* _HOW TO COMPLETE THIS TASK_: Write out every entry below exactly as it appears. Pictures do not belong in the copy.

• • •

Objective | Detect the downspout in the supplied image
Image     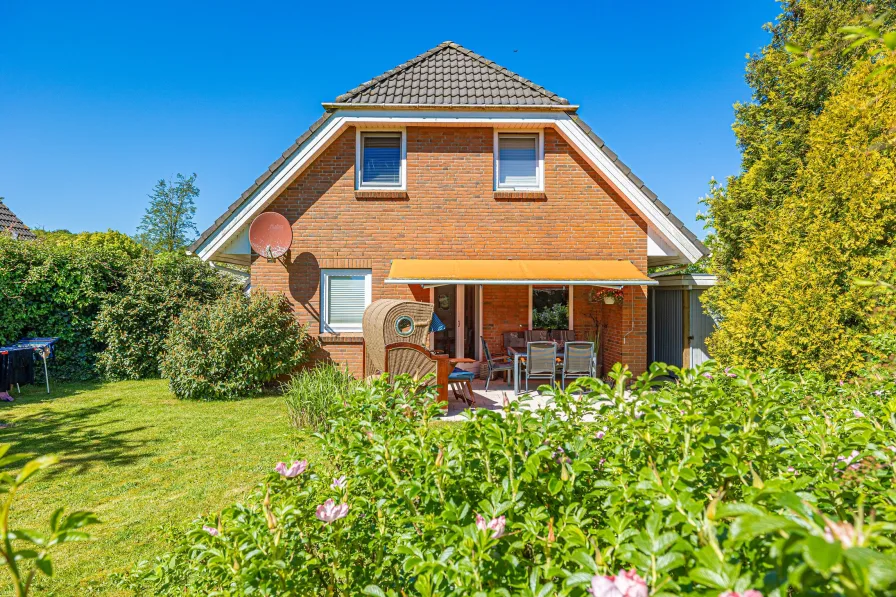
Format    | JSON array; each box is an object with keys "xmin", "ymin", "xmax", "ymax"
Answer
[{"xmin": 622, "ymin": 285, "xmax": 636, "ymax": 345}]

• • •

* _EXERCISE RESULT_:
Objective | Detect the downspout in the supplied image
Image     
Format    | JSON array; each box is an object with keys "xmin", "ymin", "xmax", "ymax"
Answer
[{"xmin": 622, "ymin": 285, "xmax": 636, "ymax": 345}]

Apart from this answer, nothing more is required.